-------- Source material

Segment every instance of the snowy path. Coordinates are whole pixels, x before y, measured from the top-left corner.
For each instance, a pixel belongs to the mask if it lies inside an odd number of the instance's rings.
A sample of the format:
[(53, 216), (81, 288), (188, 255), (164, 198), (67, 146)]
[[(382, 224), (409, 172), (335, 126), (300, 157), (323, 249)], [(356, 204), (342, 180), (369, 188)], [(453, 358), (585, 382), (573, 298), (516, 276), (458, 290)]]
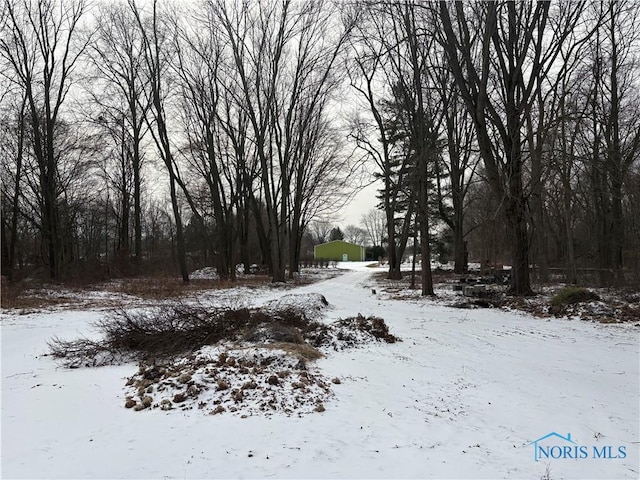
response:
[[(2, 477), (640, 476), (637, 327), (383, 300), (371, 269), (355, 268), (286, 293), (322, 293), (329, 321), (382, 317), (403, 342), (320, 360), (342, 383), (324, 413), (302, 418), (125, 410), (135, 366), (36, 358), (52, 335), (75, 337), (102, 313), (3, 314)], [(527, 444), (553, 431), (589, 449), (624, 446), (626, 458), (535, 462)]]

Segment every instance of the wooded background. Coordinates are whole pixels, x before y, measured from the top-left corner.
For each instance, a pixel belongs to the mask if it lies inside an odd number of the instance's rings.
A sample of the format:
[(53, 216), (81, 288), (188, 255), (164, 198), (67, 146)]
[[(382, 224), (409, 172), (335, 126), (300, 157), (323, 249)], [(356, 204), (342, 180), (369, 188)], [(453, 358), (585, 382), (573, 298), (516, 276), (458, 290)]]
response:
[(390, 278), (640, 285), (636, 2), (2, 1), (9, 280), (285, 281), (375, 178)]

----------------

- Directions for this task
Return all lines of the material above in which "pixels" occurs.

- Written solution
Segment every instance of the snowy path. Coordinates are whole pixels, x before y, measured from the top-left corner.
Segment every instance of the wooded background. Coordinates are whole pixels, x before y, measured from the top-left corner.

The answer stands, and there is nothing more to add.